= Beginning of Section =

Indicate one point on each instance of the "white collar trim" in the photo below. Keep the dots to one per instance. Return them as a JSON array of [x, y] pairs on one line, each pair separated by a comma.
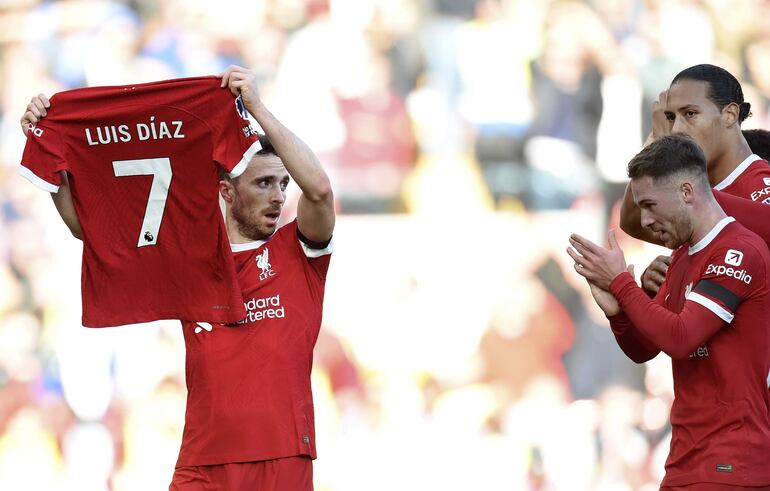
[[706, 240], [737, 171], [248, 246]]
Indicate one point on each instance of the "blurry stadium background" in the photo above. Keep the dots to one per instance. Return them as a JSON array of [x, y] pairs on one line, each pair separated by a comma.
[[466, 139]]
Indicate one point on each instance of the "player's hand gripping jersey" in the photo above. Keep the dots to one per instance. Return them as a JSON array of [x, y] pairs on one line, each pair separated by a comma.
[[143, 164]]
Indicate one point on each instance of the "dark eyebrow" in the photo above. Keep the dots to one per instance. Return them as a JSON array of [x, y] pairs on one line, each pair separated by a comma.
[[645, 202]]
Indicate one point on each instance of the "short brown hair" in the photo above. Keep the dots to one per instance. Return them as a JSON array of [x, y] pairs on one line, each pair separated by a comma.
[[668, 156]]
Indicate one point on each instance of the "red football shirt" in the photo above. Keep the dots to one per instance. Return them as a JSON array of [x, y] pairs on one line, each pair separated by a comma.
[[720, 417], [751, 179], [248, 384], [143, 163]]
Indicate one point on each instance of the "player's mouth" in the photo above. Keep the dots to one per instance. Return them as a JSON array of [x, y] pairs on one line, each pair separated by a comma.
[[272, 217]]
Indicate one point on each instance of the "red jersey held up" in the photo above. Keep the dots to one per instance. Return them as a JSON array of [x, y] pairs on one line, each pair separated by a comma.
[[248, 384], [143, 162], [716, 302], [751, 180]]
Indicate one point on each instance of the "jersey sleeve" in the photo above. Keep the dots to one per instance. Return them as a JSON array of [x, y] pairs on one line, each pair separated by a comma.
[[235, 141], [43, 157], [728, 280], [758, 184], [676, 334], [755, 216]]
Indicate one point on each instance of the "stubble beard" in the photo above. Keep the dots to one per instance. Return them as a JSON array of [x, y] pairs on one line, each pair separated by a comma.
[[249, 226]]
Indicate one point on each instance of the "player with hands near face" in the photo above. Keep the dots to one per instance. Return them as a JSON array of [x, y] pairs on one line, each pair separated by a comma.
[[711, 316]]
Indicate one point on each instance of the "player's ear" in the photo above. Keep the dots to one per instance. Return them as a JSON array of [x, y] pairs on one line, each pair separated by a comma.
[[226, 190], [730, 114], [687, 189]]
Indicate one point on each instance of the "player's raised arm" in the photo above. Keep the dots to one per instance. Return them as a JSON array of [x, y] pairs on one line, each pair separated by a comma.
[[315, 211], [36, 111]]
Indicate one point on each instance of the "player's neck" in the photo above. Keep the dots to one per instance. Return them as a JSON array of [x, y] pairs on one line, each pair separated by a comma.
[[707, 218], [234, 234]]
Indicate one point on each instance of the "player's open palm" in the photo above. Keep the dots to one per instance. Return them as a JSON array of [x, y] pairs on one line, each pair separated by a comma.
[[595, 263]]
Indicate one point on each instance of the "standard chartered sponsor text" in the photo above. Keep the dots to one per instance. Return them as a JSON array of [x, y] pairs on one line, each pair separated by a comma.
[[262, 308]]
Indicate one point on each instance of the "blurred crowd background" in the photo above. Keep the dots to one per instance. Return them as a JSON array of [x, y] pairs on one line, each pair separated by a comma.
[[466, 139]]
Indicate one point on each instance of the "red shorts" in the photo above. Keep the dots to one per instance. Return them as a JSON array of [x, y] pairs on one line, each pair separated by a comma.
[[707, 486], [287, 474]]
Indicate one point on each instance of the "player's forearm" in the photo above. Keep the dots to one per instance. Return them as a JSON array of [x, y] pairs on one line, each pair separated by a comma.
[[753, 215], [631, 342], [631, 219], [300, 161], [677, 335]]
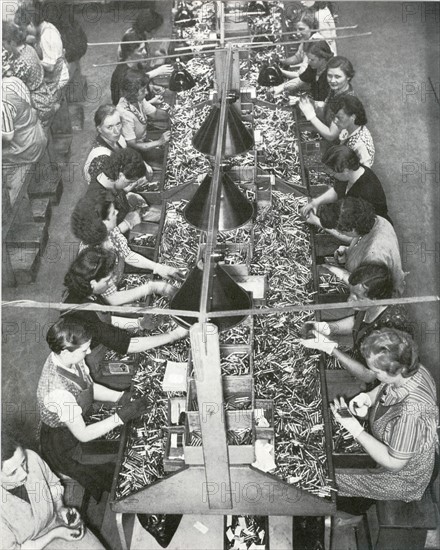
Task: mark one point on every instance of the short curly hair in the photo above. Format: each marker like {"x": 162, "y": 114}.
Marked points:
{"x": 92, "y": 264}
{"x": 126, "y": 161}
{"x": 341, "y": 157}
{"x": 66, "y": 334}
{"x": 391, "y": 350}
{"x": 132, "y": 82}
{"x": 356, "y": 214}
{"x": 352, "y": 105}
{"x": 376, "y": 277}
{"x": 87, "y": 220}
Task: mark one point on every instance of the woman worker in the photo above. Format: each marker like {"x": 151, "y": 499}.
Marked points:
{"x": 352, "y": 180}
{"x": 403, "y": 419}
{"x": 314, "y": 78}
{"x": 88, "y": 277}
{"x": 65, "y": 394}
{"x": 33, "y": 515}
{"x": 322, "y": 114}
{"x": 373, "y": 239}
{"x": 135, "y": 112}
{"x": 371, "y": 281}
{"x": 94, "y": 221}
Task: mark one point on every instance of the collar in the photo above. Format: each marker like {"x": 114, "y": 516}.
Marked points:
{"x": 392, "y": 395}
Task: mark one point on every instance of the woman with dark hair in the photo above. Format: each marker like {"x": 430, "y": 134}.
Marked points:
{"x": 403, "y": 419}
{"x": 351, "y": 119}
{"x": 65, "y": 396}
{"x": 33, "y": 515}
{"x": 314, "y": 78}
{"x": 352, "y": 180}
{"x": 135, "y": 112}
{"x": 372, "y": 281}
{"x": 94, "y": 221}
{"x": 373, "y": 240}
{"x": 26, "y": 65}
{"x": 131, "y": 54}
{"x": 87, "y": 279}
{"x": 321, "y": 114}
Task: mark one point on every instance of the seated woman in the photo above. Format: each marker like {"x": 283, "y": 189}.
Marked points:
{"x": 94, "y": 222}
{"x": 116, "y": 175}
{"x": 65, "y": 394}
{"x": 351, "y": 119}
{"x": 26, "y": 65}
{"x": 29, "y": 521}
{"x": 403, "y": 419}
{"x": 322, "y": 114}
{"x": 135, "y": 112}
{"x": 314, "y": 78}
{"x": 372, "y": 281}
{"x": 373, "y": 240}
{"x": 88, "y": 277}
{"x": 132, "y": 54}
{"x": 352, "y": 180}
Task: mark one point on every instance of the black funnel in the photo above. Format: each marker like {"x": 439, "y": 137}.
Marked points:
{"x": 238, "y": 138}
{"x": 181, "y": 80}
{"x": 235, "y": 209}
{"x": 226, "y": 294}
{"x": 270, "y": 75}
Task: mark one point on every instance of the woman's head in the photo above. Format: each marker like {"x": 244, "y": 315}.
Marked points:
{"x": 339, "y": 73}
{"x": 318, "y": 54}
{"x": 390, "y": 352}
{"x": 69, "y": 340}
{"x": 341, "y": 160}
{"x": 93, "y": 217}
{"x": 349, "y": 110}
{"x": 124, "y": 167}
{"x": 372, "y": 281}
{"x": 134, "y": 86}
{"x": 14, "y": 462}
{"x": 132, "y": 51}
{"x": 356, "y": 215}
{"x": 90, "y": 272}
{"x": 108, "y": 122}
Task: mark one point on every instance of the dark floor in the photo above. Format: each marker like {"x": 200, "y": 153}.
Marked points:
{"x": 394, "y": 68}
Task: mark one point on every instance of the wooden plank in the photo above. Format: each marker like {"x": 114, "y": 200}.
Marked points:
{"x": 205, "y": 349}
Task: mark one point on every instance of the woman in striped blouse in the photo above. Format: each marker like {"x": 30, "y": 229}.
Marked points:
{"x": 403, "y": 418}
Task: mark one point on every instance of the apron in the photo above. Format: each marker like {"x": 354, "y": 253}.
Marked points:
{"x": 61, "y": 450}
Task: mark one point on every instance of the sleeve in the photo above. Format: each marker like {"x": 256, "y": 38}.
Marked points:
{"x": 8, "y": 114}
{"x": 63, "y": 404}
{"x": 128, "y": 128}
{"x": 148, "y": 109}
{"x": 405, "y": 437}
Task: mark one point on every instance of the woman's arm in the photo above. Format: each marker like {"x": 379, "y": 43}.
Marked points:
{"x": 357, "y": 369}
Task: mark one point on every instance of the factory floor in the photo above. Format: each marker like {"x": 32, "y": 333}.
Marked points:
{"x": 394, "y": 68}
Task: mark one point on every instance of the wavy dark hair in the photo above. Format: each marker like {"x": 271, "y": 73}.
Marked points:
{"x": 352, "y": 105}
{"x": 92, "y": 264}
{"x": 376, "y": 278}
{"x": 66, "y": 334}
{"x": 340, "y": 62}
{"x": 341, "y": 157}
{"x": 87, "y": 220}
{"x": 356, "y": 214}
{"x": 391, "y": 350}
{"x": 128, "y": 161}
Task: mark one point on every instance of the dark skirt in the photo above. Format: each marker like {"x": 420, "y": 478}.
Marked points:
{"x": 58, "y": 448}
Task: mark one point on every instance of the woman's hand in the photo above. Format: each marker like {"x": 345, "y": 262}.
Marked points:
{"x": 70, "y": 516}
{"x": 169, "y": 272}
{"x": 348, "y": 422}
{"x": 360, "y": 404}
{"x": 69, "y": 534}
{"x": 164, "y": 138}
{"x": 307, "y": 108}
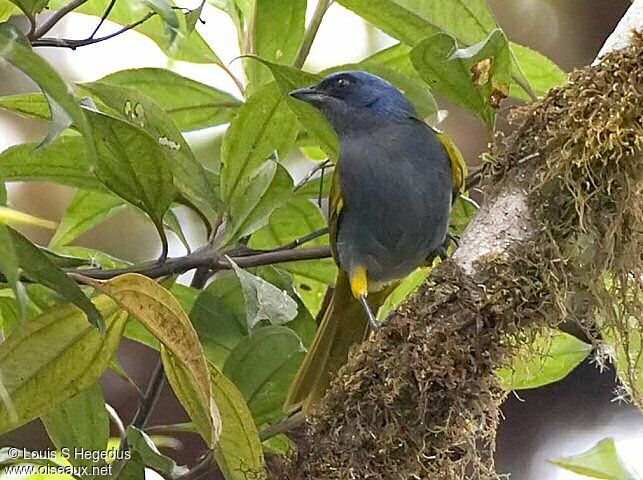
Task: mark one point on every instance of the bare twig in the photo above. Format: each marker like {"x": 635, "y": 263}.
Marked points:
{"x": 74, "y": 44}
{"x": 283, "y": 426}
{"x": 200, "y": 469}
{"x": 311, "y": 31}
{"x": 151, "y": 396}
{"x": 106, "y": 13}
{"x": 55, "y": 18}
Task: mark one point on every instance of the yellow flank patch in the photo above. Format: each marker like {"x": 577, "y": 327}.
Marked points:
{"x": 359, "y": 282}
{"x": 458, "y": 165}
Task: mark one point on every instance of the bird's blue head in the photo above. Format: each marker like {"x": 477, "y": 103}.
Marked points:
{"x": 354, "y": 99}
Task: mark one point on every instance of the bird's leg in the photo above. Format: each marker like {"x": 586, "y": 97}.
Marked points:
{"x": 375, "y": 323}
{"x": 359, "y": 287}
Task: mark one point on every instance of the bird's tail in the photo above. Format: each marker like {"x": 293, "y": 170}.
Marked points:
{"x": 344, "y": 323}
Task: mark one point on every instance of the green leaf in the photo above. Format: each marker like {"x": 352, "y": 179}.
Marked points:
{"x": 192, "y": 105}
{"x": 186, "y": 47}
{"x": 262, "y": 367}
{"x": 219, "y": 317}
{"x": 239, "y": 452}
{"x": 412, "y": 20}
{"x": 161, "y": 313}
{"x": 263, "y": 125}
{"x": 80, "y": 422}
{"x": 65, "y": 162}
{"x": 192, "y": 17}
{"x": 539, "y": 71}
{"x": 462, "y": 212}
{"x": 290, "y": 78}
{"x": 601, "y": 461}
{"x": 297, "y": 218}
{"x": 11, "y": 216}
{"x": 139, "y": 109}
{"x": 15, "y": 48}
{"x": 10, "y": 268}
{"x": 132, "y": 469}
{"x": 257, "y": 196}
{"x": 7, "y": 10}
{"x": 169, "y": 16}
{"x": 31, "y": 7}
{"x": 86, "y": 210}
{"x": 304, "y": 325}
{"x": 397, "y": 57}
{"x": 476, "y": 78}
{"x": 279, "y": 445}
{"x": 71, "y": 357}
{"x": 29, "y": 105}
{"x": 277, "y": 33}
{"x": 264, "y": 301}
{"x": 140, "y": 442}
{"x": 172, "y": 223}
{"x": 98, "y": 259}
{"x": 405, "y": 288}
{"x": 550, "y": 358}
{"x": 38, "y": 267}
{"x": 132, "y": 164}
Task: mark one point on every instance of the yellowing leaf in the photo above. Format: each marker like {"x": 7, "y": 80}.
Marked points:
{"x": 9, "y": 215}
{"x": 206, "y": 419}
{"x": 239, "y": 453}
{"x": 52, "y": 358}
{"x": 161, "y": 313}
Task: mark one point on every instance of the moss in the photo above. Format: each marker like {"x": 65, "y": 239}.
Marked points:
{"x": 419, "y": 399}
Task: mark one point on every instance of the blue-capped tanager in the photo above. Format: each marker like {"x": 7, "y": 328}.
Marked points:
{"x": 390, "y": 203}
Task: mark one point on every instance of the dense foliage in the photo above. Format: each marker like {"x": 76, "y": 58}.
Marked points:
{"x": 230, "y": 342}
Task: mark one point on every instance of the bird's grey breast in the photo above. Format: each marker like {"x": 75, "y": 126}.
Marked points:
{"x": 396, "y": 185}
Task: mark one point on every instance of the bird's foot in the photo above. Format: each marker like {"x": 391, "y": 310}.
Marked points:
{"x": 375, "y": 323}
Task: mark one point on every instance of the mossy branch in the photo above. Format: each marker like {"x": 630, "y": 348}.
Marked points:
{"x": 560, "y": 237}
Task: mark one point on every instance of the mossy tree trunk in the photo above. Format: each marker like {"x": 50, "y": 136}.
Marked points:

= End of Section =

Exercise: Report every line in the data that holds "mossy", copying each one.

Completed task:
Task: mark one point on every instance of the mossy branch in the photo above. Format: each marker like {"x": 630, "y": 348}.
Task: mark one point on every instance of the mossy tree trunk in the photo above. Format: each marker like {"x": 50, "y": 136}.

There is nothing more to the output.